## ABOUT THIS TASK
Decide whether each statement agrees with the post on granular software packages below. Answer yes or no for each, quoting the deciding words. (a) The author recommends dividing packages with boundless granularity for day-to-day work. (b) The author claimed during the talk that managing dependencies is cheap. (c) Testing code must be associated one-to-one with source code.

This talk generated significantly more discussion than my real talk. Here are some of the thoughts that came out of subsequent conversations with other SciPy developers. If you have thoughts please list them in the comments. I’m happy to modify this post to reflect your views.

#### Cross package testing is difficult

We often test interactions between different functions. If these functions are separated between different packages it’s not clear where the tests should go. We don’t have good tooling or practices for cross package testing.

#### Development across repositories is difficult

Developing new code with uncertain and dynamic interfaces is challenging. This challenge is compounded by the constant juggling of repository state. Cross developing different functions in many repositories imposes a significant mental load.

#### Package management has issues

I made the claim during my talk that managing dependencies is cheap. Many people brought up good issues with this and rightly so. Particularly non-Python dependencies and versioning both cause significant issues with dependency management.

## My Thoughts

Dividing packages with boundless granularity clearly breaks current models of development. I do not recommend this development model literally for day-to-day work. Instead, I hope that people move somewhat in the direction of separating general code from specific code and using dependency managers more aggressively. Principles must be moderated with pragmatism.

Given that, I’m now going to talk about how one might resolve the issues above in an ideal world. I don’t think this is idle thinking. Programming communities constantly amaze me with their ability to overhaul their development models. The driving motivation for this work is

granular software ecosystems enable software evolution.

#### Separate source from tests

Placing source code and test code into separate projects specifies a clear interface and enables open competition. It demotes the original implementation and encourages alternative efforts.

Testing code need not be associated one-to-one with source code. Several different implementations can satisfy the same tests. We want to encourage several competing implementations; this competition enables growth and flexibility. Ease of competition is critical for a healthy and dynamic ecosystem.

For example, the testing function test_groupby clearly specifies the requirements for the groupby function. I satisfy this test with my implementation of groupby. Because these exist separately my implementation has no elevated status. Others may implement code to satisfy this test with equal voice. Elevating test suites to first class packages establishes clear interfaces and promotes competition

Source code does not depend on other source code; it depends on a consistent interface. Tests are used to specify this interface. It is not the case that scipy depends on numpy but rather that scipy depends on code that satisfies the numpy test suite. Accepting this separation enables alternative implementations (like DyND or Odin) to more easily displace NumPy. This evolution is critical to the evolution of existing scientific Python software to adapt to changing hardware.

## INFORMATION GIVEN
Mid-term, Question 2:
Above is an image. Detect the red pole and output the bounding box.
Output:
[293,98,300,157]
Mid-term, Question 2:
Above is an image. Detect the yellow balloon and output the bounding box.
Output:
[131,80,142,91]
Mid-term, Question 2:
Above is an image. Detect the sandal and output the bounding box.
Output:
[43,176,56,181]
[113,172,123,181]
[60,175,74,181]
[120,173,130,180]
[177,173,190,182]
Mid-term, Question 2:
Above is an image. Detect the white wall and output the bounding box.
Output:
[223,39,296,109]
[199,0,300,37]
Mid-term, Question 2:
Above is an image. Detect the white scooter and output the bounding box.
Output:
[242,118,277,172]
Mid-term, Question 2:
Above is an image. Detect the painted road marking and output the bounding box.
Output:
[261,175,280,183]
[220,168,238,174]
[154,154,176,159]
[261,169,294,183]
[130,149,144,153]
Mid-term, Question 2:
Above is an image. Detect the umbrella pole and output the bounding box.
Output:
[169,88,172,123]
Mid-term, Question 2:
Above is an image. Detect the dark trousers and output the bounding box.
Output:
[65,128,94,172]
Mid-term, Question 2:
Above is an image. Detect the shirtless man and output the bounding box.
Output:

## TASK ANSWER
(a) No: "I do not recommend this development model literally for day-to-day work."
(b) Yes: "I made the claim during my talk that managing dependencies is cheap."
(c) No: "Testing code need not be associated one-to-one with source code."